**Objectives:**
• A. Decide whether each statement agrees with the seaweed article below: (i) the Cambridge World History of Food lists more than 150 edible kinds of seaweed; (ii) porphyra turns red when cooked; (iii) the season for Laminaria digitata runs from November/December to June/July. Give yes or no for each, with the deciding words of the article quoted verbatim.
• B. Carry on the seaweed article below from the point where it stops.

Usually relegated to sushi wrappers, the uses for seaweed are as myriad as the available species. At Inver, near Loch Fyne in Scotland, chef Pam Brunton incorporates them in a variety of ways, and demonstrates two dishes to Michael Raffael
What most chefs know about edible seaweeds would fit on the back of a postcard. Everybody who has eaten sushi will have tasted nori, and kombu (kelp) is a basic ingredient of dashi, the Japanese broth. Porphyra, the reddish alga that turns green when cooked, features in Welsh laverbread, and food processors use carrageen and agar agar as stabilisers.
That’s a tiny package of culinary boxes ticked compared to seaweed’s overall potential as a vegetable. In fact, the authoritative Cambridge World History of Food lists more than 150 edible kinds. Japan has exported its sophisticated approach to working with seaweeds and a little of its knowledge has reached the West. The rest of the globe, from Mexico to Peru and China to Hawaii, also cooks, pickles or eats seaweeds raw, in ceviches, soups and salads and dished up with noodles. Almost all of this international repertoire remains a closed book, shrink-wrapped inside the countries of origin.
At Inver, on the shores of Loch Fyne on Scotland’s west coast, chef Pam Brunton incorporates seasonal seaweeds growing on the shores into salads and cooked dishes at the restaurant, as well as using them as condiments. She treats every variety on its merits and none goes into a recipe willy-nilly.
Here, Duncan Smallman of Caledonian Seaweeds offers a run-down of some popular varieties, while overleaf Brunton shares two seaweed recipes.
A guide to Inver’s seaweeds
Tangle/oarweed/kombu – Laminaria digitata
Similar to Japanese kombu and used in dashi. Fried until crisp, it has a kind of sweet cabbage flavour. It can be chewy with a definite, umami-rich edge.
Season November/December to June/July.

**Data:**
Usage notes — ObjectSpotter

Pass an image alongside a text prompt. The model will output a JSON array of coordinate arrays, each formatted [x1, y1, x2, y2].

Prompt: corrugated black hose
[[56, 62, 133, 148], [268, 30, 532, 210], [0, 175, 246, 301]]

**Results for the exercise:**
• A.
(i) Yes: "the authoritative Cambridge World History of Food lists more than 150 edible kinds."
(ii) No: "Porphyra, the reddish alga that turns green when cooked"
(iii) Yes: "Season November/December to June/July."

• B.
Dabberlocks/honey-ware/ Atlantic wakame – Alaria esculenta
A kelp, it can have a similar flavour to wakame when used in Japanese soups. Roasted or fried until crisp it has a kale-like flavour. It adds seasoning when used instead of foil as a wrap for baking fish or roasting a joint. It turns a bright, rich, forest green when cooked.
Season November to July.
Sea spaghetti/ thong weed – Himanthalia elongata
Technically, it is the reproductive receptacle that’s eaten (the seaweed fruit,
if you like). Sea spaghetti is firm, though not chewy to the bite (you could say al dente), with a very delicate flavour. It is moreish, can be slightly sweet, but absorbs and enhances other flavours. It might have a slightly starchy edge to it. It is a dull green when raw, brightening to a forest green when cooked.
Season Mid-April to July.
Dulse/dillisk/dilsk – Palmaria palmata
This is a meaty-tasting, velvet-smooth, crunchy, thin-blade seaweed. Raw, it has a distinct meaty flavour, but some folk find it fishy, maybe similar to an oyster. Fried or crisped up, it has a flavour akin to bacon. Many of the red seaweed species are rich in iron and dulse is no exception.
Season Although it can be found in spring, the typical season is late May/June to the end of October/early November.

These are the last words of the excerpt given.